== INSTRUCTIONS TO FOLLOW ==
The lines from the one containing "# a mask with" through the final line of the data below must be written out exactly, both included, and nothing more.

Dataset entries:
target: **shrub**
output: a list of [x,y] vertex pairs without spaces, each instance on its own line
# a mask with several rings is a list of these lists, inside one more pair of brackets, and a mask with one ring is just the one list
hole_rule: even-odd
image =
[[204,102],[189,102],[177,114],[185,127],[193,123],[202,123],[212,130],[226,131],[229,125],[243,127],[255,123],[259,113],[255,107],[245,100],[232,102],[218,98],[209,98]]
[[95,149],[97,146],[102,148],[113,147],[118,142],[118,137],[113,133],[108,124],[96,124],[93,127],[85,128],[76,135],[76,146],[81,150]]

== SOLUTION TO THIS PROBLEM ==
# a mask with several rings is a list of these lists, inside one more pair of brackets, and a mask with one ring is just the one list
hole_rule: even-odd
image =
[[204,102],[189,102],[177,114],[185,127],[193,123],[202,123],[212,130],[226,131],[229,125],[243,127],[255,123],[259,113],[255,107],[245,100],[232,102],[218,98],[209,98]]
[[95,149],[97,146],[102,148],[113,147],[118,142],[118,137],[113,133],[108,124],[96,124],[93,127],[85,128],[76,135],[76,146],[81,150]]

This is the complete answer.